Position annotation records
## START

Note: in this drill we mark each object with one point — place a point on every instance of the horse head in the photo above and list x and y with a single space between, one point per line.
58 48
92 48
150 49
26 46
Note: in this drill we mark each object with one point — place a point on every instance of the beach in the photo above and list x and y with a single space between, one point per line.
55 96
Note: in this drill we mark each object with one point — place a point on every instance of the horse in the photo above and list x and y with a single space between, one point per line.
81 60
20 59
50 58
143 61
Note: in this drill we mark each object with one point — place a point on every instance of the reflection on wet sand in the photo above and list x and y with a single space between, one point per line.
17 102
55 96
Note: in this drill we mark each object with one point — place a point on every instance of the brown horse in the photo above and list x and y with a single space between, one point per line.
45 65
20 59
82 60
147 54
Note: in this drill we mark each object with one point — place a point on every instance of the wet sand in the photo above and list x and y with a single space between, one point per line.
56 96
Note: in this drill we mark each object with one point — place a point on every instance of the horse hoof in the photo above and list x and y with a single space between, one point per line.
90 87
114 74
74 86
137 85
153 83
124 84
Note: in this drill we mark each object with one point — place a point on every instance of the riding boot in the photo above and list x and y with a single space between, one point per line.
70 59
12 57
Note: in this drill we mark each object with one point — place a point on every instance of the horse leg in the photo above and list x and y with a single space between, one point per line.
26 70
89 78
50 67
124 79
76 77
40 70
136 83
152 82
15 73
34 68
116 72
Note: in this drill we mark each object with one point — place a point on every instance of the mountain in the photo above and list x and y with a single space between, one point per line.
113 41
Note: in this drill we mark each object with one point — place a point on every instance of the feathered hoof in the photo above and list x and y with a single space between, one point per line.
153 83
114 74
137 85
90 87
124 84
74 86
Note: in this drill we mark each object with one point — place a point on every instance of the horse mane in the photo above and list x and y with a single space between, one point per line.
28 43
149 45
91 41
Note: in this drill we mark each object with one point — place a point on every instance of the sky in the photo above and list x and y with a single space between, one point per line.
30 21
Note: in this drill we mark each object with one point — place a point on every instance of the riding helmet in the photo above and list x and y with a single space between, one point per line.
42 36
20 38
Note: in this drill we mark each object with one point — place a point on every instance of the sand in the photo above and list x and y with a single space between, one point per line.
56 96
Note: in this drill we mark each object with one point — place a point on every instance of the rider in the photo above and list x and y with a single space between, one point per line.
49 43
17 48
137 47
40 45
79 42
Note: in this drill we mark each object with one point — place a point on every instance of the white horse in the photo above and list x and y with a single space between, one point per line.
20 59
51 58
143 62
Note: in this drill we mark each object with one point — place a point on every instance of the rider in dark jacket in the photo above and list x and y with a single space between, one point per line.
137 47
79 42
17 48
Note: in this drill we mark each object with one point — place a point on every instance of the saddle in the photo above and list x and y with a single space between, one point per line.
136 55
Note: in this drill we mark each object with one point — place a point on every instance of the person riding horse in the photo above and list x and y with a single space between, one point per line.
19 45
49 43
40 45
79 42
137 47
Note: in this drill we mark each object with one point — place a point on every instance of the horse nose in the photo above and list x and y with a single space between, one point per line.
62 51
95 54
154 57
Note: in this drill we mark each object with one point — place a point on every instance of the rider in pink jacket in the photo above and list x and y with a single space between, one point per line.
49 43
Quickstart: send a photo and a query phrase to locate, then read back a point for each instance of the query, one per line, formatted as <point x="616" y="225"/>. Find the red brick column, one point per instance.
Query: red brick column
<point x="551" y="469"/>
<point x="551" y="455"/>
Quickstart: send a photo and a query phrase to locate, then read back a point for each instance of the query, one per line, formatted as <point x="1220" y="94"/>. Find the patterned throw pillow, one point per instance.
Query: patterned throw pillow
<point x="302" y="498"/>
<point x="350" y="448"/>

## END

#### Goal:
Could you copy every one of the lines above word for word, leaving nothing out and changing nothing?

#### Correct answer:
Note: in this drill we mark each object with one point — place a point on every instance of the horse head in the photo above and list x and y with a single space between, one point per line.
58 48
92 48
150 49
26 46
Note: in this drill we mark each object with one point — place a point on every instance of the beach in the photo above and list x and y with a single space between, one point per line.
55 96
Note: in this drill we mark each object with one point — place a point on every instance of the horse in the photo above and list x and y with a single space between, one point per line.
81 60
20 59
50 58
143 61
Note: in this drill we mark each object with one point — place a point on every instance of the reflection on wet sand in the photo above and list x and y with a single space between, one point per line.
17 102
55 96
Note: in this drill we mark each object with one point — place a point on every instance of the brown horse in the photo above and list x and y with a single space between, one point per line.
45 65
20 59
82 60
147 54
Note: in this drill we mark each object with one point — place a point on every instance of the wet sand in the photo above and list x and y with a single space between, one point per line.
56 96
Note: in this drill we mark each object with one point — place a point on every instance of the horse hoof in the photo above and list x and y with a single space between, one point per line.
90 87
114 74
74 86
137 85
153 83
124 84
Note: in this drill we mark each object with one point — place a point on every instance of the riding boot in the photo above and list x and y with a single space between, one point per line.
70 59
12 57
Note: in this drill we mark each object with one point — place a point on every instance of the horse leg in the photo above and list x and y with a single space between, one point per line.
26 70
89 78
50 67
124 79
76 77
40 70
136 83
152 82
15 73
34 68
116 72
Note: in this drill we mark each object with one point — place a point on every instance of the mountain in the photo above and list x and y with a single space between, one point per line.
113 41
Note: in this drill we mark each object with one point — place a point on every instance of the feathered hoof in the photo above and list x and y with a single space between, one point per line.
153 83
114 74
137 85
90 87
124 84
74 86
Note: in this drill we mark each object with one point — place a point on every instance of the horse mane in the photo above and list x and y with a single space between, one point per line.
28 43
149 45
91 41
Note: in this drill we mark each object with one point — place a point on every instance of the sky in the photo above and list x and y with a single space between, one point per line.
30 21
Note: in this drill we mark each object with one point — place a point on every instance of the riding helmet in the photo above and list x and y with a single space between, one point per line.
42 36
20 38
Note: in this drill we mark each object with one point — place a point on every instance of the sand in the photo above and list x and y with a single space between, one point per line.
56 96
Note: in this drill we mark each object with one point — place a point on every instance of the rider in the photo above and list x and y with a single space between, one point per line.
49 43
17 48
137 47
40 45
79 42
Note: in this drill we mark each object with one point — place a point on every instance of the white horse in the photo above and list x and y with a single space between, one point per line.
20 59
51 58
143 62
Note: in this drill we mark each object with one point — place a point on every instance of the rider in dark jacket in the photo above and list x and y with a single space between, one point per line.
137 47
79 42
17 48
Note: in this drill we mark each object with one point — place a point on every instance of the saddle in the photo above and list x and y with a single space between, one point per line.
136 55
Note: in this drill we mark each object with one point — place a point on every instance of the person riding horse in the photo above and list x and y with a single space between, one point per line.
19 45
49 43
40 45
79 42
137 47
Note: in this drill we mark each object with one point — place a point on every instance of the horse nose in the photo above and list x and y with a single space between, one point per line.
62 51
95 54
154 57
Note: in this drill we mark each object with one point — place a point on every instance of the rider in pink jacket in the photo above and list x and y with a single space between, one point per line.
49 43
Quickstart: send a photo and a query phrase to locate, then read back a point for each instance of the query, one per line, formatted as <point x="616" y="225"/>. Find the red brick column, one point per instance.
Query: red brick column
<point x="551" y="469"/>
<point x="551" y="455"/>
Quickstart: send a photo and a query phrase to locate, then read back a point for each instance of the query, one per line, formatted as <point x="1220" y="94"/>. Find the patterned throw pillow, one point per instance.
Query: patterned throw pillow
<point x="302" y="498"/>
<point x="350" y="448"/>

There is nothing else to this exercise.